▶ **Vorliegender Text**:
__________
Sonntag, 10. Juni 2018

Via delle Vose: Schlangen auf dem Maultierpfad

Valle Onsernone - Loco - Intragna
Für einmal funktionierten die Zugsverbindungen ins Tessin einwandfrei und in Bellinzona stand das Postauto ins Onsernone-Tal auch schon bereit. Doch während die Passagiere vor dem verschlossenen Bus an der Sonne standen, hatte es sich der Chauffeur auf der hintersten Sitzreihe gemütlich gemacht und liess sich bei seiner Handy-Pause nicht stören. Als kurz vor der fahrplanmässigen Abfahrtszeit einer der Wartenden ungeduldig an die Scheibe klopfte, kam Bewegung in den Mann und er erhob sich, um uns mit einer wütenden Tirade auf Italienisch einzudecken. Und die verpasste Pausenzeit hängte er dann einfach an die Abfahrtszeit dran. Die restlichen Aggressionen baute er schliesslich auf der engen, kurvenreiche Strecke ab, in dem er selbst entgegenkommende Autos, die im korrekt Platz machten, gnadenlos niederhupte.
__________
▶ **Aufgabenstellung**:
**A)** Fassen Sie bitte im Text über die Via delle Vose den Absatz, der mit „Für einmal funktionierten“ beginnt, kürzer zusammen und behalten Sie dabei die wichtigsten Fakten bei.
**B)** Geben Sie aus dem Text über die Via delle Vose den Abschnitt von „Via delle Vose: Schlangen“ bis einschließlich „machten, gnadenlos niederhupte.“ wortgetreu wieder.
**C)** Nennen Sie alle Eigennamen von Orten, Tälern, Regionen und Wegen, die im Text über die Via delle Vose vorkommen, jeweils in der dort verwendeten Schreibweise.
__________
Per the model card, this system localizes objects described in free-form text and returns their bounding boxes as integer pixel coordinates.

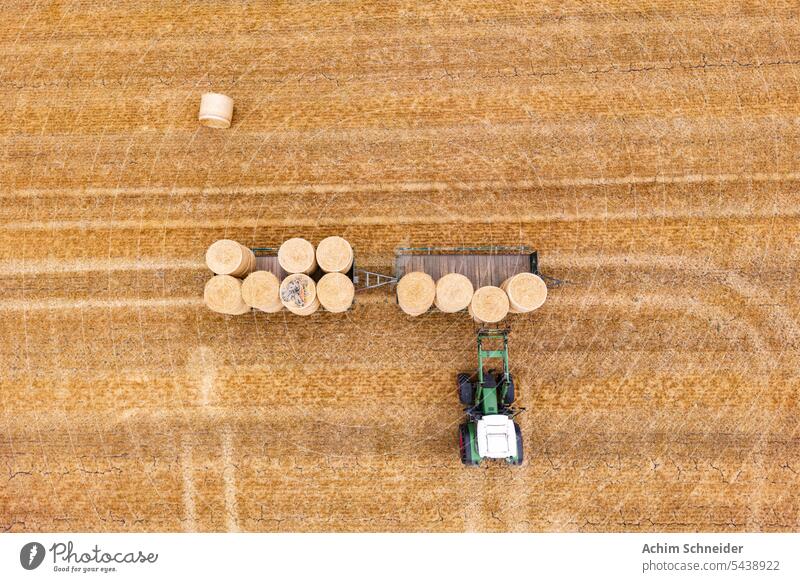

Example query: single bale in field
[203,275,250,315]
[434,273,475,313]
[242,271,283,313]
[469,285,509,323]
[206,239,256,277]
[500,273,547,313]
[278,238,317,275]
[397,271,436,317]
[281,273,319,315]
[197,93,233,129]
[317,236,353,274]
[317,273,356,313]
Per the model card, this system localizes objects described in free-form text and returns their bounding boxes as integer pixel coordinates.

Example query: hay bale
[281,273,319,315]
[278,238,317,275]
[197,93,233,129]
[434,273,475,313]
[397,271,436,317]
[469,285,509,323]
[317,236,353,274]
[206,239,256,277]
[317,273,356,313]
[242,271,283,313]
[203,275,250,315]
[500,273,547,313]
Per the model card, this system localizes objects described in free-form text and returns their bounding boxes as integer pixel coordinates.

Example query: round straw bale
[435,273,475,313]
[501,273,547,313]
[469,286,508,323]
[197,93,233,129]
[278,238,317,275]
[281,273,319,315]
[317,273,356,313]
[242,271,283,313]
[397,271,436,316]
[206,239,256,277]
[203,275,250,315]
[317,236,353,274]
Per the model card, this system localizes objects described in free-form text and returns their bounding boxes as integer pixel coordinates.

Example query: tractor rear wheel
[458,422,478,465]
[458,372,475,404]
[501,374,515,406]
[509,422,523,465]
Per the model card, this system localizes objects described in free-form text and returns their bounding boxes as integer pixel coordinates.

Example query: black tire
[458,373,475,405]
[501,374,516,406]
[510,422,524,465]
[458,422,478,466]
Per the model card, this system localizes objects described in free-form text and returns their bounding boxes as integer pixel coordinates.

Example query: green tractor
[457,329,523,465]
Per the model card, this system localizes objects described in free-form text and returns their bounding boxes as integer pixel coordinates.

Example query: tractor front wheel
[509,422,523,465]
[458,422,479,465]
__________
▶ **Antworten**:
**A)** Die Zugverbindungen ins Tessin klappten, und in Bellinzona stand das Postauto ins Onsernone-Tal schon bereit. Der Chauffeur machte jedoch im verschlossenen Bus Handy-Pause, während die Fahrgäste in der Sonne warteten. Als kurz vor der Abfahrtszeit ein Wartender an die Scheibe klopfte, beschimpfte er die Wartenden wütend auf Italienisch und hängte die verpasste Pause an die Abfahrtszeit an. Auf der engen, kurvenreichen Strecke hupte er sogar entgegenkommende Autos nieder, die korrekt Platz machten.

**B)**
Via delle Vose: Schlangen auf dem Maultierpfad

Valle Onsernone - Loco - Intragna
Für einmal funktionierten die Zugsverbindungen ins Tessin einwandfrei und in Bellinzona stand das Postauto ins Onsernone-Tal auch schon bereit. Doch während die Passagiere vor dem verschlossenen Bus an der Sonne standen, hatte es sich der Chauffeur auf der hintersten Sitzreihe gemütlich gemacht und liess sich bei seiner Handy-Pause nicht stören. Als kurz vor der fahrplanmässigen Abfahrtszeit einer der Wartenden ungeduldig an die Scheibe klopfte, kam Bewegung in den Mann und er erhob sich, um uns mit einer wütenden Tirade auf Italienisch einzudecken. Und die verpasste Pausenzeit hängte er dann einfach an die Abfahrtszeit dran. Die restlichen Aggressionen baute er schliesslich auf der engen, kurvenreiche Strecke ab, in dem er selbst entgegenkommende Autos, die im korrekt Platz machten, gnadenlos niederhupte.

**C)**
- Via delle Vose
- Valle Onsernone
- Loco
- Intragna
- Tessin
- Bellinzona
- Onsernone-Tal